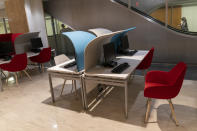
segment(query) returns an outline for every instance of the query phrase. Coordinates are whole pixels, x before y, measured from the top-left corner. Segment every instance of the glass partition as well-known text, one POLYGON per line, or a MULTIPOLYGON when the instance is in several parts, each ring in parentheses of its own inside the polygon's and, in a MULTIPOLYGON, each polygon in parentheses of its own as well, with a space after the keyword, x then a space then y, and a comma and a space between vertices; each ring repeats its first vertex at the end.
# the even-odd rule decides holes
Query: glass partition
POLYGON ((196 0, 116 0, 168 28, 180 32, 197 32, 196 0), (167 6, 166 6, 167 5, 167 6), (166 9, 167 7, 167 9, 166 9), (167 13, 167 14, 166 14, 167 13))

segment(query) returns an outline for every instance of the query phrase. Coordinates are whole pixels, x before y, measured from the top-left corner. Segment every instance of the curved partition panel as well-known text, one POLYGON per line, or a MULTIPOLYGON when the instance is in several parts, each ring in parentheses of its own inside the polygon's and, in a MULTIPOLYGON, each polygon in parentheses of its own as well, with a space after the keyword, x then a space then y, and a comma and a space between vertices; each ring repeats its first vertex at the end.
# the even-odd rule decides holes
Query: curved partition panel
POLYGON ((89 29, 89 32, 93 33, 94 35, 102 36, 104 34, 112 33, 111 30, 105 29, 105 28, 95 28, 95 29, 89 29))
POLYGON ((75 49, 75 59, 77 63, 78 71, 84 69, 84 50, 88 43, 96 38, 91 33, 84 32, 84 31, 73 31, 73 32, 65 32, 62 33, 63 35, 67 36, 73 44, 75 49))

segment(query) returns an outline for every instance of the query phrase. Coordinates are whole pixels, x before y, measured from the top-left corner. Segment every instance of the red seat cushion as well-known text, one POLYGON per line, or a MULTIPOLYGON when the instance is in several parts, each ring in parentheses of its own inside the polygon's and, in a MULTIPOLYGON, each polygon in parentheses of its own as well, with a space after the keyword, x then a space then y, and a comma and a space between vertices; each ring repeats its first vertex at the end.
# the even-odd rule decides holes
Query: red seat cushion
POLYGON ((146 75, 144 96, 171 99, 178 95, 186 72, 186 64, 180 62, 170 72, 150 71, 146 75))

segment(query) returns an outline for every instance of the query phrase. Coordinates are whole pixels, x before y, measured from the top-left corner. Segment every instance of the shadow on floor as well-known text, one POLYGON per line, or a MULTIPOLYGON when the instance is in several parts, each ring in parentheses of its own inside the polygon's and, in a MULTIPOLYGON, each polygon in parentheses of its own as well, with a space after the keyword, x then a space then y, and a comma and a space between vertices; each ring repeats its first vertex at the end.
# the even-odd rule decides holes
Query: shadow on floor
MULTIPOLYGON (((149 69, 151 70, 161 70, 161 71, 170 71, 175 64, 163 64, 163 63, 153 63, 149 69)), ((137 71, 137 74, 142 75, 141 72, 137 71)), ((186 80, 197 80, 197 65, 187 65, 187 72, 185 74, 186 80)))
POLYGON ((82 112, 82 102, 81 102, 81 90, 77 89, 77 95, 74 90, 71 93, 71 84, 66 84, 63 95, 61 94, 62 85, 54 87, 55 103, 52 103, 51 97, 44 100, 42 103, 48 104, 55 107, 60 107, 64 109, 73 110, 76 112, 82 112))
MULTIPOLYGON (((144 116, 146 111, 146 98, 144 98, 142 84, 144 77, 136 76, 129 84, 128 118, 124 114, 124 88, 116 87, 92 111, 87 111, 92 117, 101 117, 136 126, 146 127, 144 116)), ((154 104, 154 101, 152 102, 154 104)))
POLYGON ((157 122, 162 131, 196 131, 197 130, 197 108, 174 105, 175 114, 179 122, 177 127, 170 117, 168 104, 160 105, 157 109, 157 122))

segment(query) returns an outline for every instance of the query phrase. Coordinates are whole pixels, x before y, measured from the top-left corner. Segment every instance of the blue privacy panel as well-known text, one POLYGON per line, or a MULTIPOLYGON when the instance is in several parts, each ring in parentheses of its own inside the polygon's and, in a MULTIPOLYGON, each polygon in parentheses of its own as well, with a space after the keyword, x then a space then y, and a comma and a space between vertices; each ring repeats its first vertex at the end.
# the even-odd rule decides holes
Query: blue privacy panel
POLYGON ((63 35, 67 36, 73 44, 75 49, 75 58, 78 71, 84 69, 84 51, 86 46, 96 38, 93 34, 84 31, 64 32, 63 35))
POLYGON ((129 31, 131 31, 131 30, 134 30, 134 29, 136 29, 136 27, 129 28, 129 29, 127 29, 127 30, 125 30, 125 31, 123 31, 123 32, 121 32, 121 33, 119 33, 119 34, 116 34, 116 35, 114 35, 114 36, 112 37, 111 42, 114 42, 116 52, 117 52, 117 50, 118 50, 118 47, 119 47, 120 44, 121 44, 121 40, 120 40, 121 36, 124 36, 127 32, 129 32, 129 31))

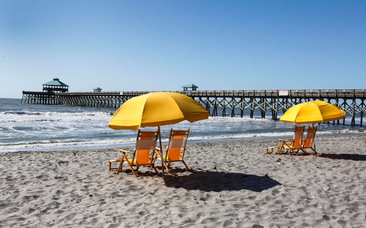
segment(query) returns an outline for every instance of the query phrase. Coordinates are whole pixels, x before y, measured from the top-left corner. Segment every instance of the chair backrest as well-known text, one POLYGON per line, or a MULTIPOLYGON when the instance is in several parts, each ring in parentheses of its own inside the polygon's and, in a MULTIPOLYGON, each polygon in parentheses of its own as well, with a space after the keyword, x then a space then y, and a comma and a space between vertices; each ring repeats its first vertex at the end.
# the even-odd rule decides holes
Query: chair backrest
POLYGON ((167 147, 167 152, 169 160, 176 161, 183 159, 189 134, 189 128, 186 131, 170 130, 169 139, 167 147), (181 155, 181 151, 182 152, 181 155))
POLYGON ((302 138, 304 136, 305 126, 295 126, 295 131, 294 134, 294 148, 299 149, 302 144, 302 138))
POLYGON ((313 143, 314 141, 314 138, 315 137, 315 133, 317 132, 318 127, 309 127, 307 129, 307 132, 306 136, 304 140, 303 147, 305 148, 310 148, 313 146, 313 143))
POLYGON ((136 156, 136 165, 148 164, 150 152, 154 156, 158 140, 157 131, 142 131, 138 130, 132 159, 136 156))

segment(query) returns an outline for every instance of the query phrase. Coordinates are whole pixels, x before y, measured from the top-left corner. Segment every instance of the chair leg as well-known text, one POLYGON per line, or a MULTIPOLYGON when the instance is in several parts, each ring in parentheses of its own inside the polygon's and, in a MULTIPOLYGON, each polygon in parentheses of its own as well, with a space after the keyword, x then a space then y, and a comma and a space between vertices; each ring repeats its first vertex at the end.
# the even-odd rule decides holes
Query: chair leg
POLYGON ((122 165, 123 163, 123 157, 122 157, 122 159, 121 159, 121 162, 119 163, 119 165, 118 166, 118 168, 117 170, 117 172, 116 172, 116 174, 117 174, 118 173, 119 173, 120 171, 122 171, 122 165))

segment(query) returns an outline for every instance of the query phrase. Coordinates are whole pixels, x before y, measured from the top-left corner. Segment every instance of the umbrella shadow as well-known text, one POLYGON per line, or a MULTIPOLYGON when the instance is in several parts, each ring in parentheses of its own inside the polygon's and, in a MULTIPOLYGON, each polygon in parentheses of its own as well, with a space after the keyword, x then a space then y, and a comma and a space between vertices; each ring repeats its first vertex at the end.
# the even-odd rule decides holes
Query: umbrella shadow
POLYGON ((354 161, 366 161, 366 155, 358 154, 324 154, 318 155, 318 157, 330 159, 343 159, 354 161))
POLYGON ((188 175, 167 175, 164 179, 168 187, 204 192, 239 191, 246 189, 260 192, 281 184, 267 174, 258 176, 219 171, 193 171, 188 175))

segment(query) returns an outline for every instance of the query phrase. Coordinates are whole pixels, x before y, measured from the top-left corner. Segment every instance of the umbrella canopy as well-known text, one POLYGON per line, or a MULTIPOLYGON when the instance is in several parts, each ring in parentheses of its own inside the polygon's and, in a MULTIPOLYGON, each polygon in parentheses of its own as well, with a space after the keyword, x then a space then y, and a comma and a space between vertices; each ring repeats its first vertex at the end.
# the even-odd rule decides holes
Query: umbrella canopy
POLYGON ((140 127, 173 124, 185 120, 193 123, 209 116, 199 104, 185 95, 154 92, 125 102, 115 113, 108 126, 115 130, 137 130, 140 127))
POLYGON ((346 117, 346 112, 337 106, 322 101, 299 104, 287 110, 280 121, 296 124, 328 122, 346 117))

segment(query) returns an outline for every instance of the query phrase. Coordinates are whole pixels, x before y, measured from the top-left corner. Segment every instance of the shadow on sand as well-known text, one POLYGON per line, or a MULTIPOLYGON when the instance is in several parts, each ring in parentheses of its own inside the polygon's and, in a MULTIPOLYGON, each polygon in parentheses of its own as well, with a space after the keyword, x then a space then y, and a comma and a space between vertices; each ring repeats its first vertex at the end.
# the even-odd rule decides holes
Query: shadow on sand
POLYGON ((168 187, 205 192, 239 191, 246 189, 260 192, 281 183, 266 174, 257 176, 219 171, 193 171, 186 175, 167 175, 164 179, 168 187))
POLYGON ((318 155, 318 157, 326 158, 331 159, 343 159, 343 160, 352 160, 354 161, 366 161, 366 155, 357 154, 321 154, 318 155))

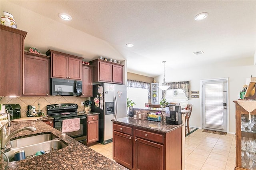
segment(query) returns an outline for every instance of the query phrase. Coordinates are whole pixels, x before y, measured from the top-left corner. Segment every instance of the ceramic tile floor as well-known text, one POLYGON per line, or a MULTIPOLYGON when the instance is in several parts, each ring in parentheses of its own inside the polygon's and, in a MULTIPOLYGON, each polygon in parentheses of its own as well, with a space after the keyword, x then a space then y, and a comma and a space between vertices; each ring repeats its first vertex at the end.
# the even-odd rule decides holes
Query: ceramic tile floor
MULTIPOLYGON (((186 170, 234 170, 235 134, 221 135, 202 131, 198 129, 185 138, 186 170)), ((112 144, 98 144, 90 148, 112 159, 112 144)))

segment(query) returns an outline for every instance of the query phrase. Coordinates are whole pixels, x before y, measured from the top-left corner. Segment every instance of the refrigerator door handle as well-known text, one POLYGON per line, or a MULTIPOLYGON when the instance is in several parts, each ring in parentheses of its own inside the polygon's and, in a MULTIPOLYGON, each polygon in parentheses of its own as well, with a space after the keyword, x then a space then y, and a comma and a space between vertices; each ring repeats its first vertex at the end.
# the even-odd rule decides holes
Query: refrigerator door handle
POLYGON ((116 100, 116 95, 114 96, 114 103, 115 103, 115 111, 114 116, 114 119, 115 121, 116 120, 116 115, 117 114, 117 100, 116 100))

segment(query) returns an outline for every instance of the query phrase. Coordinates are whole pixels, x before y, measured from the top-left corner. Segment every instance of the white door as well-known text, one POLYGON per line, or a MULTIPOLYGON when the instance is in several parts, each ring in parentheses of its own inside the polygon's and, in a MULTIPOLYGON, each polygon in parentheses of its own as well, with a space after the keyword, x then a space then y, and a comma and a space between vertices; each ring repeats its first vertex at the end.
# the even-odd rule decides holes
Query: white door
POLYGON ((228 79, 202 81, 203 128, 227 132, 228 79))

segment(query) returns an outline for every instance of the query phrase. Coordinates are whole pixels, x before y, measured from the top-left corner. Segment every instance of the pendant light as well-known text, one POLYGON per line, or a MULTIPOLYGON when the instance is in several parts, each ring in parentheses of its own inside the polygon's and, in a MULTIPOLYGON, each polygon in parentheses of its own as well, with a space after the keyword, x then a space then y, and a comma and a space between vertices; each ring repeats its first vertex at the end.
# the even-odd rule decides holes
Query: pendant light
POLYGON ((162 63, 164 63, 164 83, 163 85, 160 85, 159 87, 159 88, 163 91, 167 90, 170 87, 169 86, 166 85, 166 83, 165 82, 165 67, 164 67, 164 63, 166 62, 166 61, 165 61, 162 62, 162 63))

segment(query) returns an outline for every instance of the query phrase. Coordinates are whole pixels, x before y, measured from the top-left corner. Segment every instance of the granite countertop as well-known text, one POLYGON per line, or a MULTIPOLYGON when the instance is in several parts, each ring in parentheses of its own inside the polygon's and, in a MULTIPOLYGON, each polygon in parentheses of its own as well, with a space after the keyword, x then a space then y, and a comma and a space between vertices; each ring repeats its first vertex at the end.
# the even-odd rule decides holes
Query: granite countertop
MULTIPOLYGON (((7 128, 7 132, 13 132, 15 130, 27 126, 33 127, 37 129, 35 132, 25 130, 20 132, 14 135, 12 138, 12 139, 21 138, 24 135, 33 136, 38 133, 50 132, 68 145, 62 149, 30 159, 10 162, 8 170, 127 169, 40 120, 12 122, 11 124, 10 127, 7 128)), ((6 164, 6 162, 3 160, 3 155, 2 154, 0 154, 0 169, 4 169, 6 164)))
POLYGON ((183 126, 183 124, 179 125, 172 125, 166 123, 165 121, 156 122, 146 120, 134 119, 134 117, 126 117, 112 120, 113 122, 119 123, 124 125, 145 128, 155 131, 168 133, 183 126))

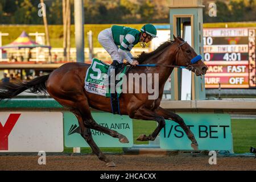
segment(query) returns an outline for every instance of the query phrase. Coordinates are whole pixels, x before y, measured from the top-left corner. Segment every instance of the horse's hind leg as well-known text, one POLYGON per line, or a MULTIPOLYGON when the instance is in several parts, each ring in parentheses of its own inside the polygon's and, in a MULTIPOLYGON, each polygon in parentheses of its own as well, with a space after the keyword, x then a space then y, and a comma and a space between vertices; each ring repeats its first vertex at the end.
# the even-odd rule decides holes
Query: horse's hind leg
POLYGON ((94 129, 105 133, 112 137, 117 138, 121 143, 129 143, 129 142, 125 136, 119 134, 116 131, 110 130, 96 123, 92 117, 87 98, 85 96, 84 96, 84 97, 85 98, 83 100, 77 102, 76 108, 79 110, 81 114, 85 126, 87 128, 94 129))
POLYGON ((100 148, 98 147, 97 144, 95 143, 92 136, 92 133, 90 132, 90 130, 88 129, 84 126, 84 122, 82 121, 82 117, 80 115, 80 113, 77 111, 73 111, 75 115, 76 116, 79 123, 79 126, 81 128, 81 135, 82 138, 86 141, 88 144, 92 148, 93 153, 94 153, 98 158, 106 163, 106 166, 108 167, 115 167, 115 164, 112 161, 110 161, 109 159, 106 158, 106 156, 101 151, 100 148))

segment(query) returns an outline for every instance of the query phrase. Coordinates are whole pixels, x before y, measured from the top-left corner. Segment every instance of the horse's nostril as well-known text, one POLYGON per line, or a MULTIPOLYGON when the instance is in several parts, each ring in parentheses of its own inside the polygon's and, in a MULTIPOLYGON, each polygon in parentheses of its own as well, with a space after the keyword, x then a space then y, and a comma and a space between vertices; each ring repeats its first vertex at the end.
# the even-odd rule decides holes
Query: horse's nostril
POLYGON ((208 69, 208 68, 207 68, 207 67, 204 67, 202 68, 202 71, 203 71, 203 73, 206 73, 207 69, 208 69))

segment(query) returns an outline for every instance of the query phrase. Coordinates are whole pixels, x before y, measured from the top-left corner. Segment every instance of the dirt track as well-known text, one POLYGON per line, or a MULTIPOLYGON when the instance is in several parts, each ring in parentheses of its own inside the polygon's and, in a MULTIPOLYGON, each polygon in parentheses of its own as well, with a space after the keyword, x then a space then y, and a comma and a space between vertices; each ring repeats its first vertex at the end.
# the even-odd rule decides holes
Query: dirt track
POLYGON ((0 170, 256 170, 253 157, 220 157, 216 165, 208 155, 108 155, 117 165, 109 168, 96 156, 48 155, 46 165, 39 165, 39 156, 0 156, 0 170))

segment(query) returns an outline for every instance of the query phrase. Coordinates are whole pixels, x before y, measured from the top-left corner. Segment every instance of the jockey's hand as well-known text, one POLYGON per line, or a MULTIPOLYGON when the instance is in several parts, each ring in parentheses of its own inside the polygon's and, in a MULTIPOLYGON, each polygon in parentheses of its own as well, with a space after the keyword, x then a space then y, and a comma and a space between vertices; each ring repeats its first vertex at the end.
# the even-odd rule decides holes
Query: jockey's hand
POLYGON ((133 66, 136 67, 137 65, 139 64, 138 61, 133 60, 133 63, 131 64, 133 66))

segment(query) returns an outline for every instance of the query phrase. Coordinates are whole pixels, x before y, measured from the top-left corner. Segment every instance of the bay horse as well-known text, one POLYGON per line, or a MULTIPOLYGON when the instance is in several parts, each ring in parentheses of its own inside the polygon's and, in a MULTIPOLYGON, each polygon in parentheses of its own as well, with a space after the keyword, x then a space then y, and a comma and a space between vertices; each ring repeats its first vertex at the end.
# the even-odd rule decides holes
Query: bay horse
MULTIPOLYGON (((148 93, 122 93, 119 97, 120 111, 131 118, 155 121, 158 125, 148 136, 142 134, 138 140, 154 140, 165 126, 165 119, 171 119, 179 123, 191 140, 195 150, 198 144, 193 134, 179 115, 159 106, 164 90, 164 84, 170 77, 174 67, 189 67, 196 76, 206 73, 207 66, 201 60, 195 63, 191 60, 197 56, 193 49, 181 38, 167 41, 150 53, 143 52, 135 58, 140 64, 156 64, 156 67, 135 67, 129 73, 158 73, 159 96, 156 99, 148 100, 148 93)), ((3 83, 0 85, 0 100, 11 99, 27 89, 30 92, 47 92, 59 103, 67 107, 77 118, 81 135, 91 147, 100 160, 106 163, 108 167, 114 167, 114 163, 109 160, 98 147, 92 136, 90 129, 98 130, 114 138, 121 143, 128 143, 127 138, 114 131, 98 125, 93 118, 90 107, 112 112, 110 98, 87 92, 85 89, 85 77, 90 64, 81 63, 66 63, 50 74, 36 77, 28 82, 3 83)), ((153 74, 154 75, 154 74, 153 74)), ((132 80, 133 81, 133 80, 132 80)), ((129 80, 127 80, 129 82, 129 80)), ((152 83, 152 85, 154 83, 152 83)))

|---|

Aim
Rename "glass partition" as "glass divider" in the material from its start through the line containing "POLYGON ((196 0, 116", and give those lines again with everything else unchanged. Omit the pictures.

In response
segment(query) returns an outline for every instance of the query phrase. Coordinates are whole pixels, x before y, measured from the top-left corner. Segment every instance of the glass divider as well-known text, one POLYGON per line, or a MULTIPOLYGON when the instance is in several parts, each ring in parentheses of its own inside the polygon's and, in a MULTIPOLYGON, each polygon in parentheses of its own as well, with a space after the keyword, x then a space then y, and a comma and a space between vertices; each ring repeats its first vertex at the end.
# the even-odd rule decides holes
Query: glass divider
POLYGON ((196 0, 116 0, 168 28, 180 32, 197 32, 196 0), (167 6, 166 6, 167 5, 167 6), (166 9, 167 7, 167 9, 166 9), (167 13, 167 14, 166 14, 167 13))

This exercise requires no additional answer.